BEGIN RECORDS FOR THE TASK

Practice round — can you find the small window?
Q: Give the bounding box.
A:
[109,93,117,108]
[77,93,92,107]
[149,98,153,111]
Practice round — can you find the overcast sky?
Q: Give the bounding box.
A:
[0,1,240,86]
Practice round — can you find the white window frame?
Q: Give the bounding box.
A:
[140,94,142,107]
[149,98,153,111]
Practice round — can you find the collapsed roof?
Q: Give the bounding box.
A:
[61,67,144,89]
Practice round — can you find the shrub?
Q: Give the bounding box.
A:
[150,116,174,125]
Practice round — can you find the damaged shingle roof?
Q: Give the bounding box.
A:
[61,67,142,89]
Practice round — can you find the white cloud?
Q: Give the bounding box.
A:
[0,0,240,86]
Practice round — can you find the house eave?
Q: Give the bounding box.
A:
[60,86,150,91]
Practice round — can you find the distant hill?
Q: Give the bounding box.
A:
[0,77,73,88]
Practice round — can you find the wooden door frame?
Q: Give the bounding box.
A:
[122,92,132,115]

END RECORDS FOR THE TASK

• _BRIEF_: Copy the lines above that hold the word "white".

• _RESULT OF THIS TASK_:
Practice round — can you find the white window frame?
Practice round — can you find the white cloud?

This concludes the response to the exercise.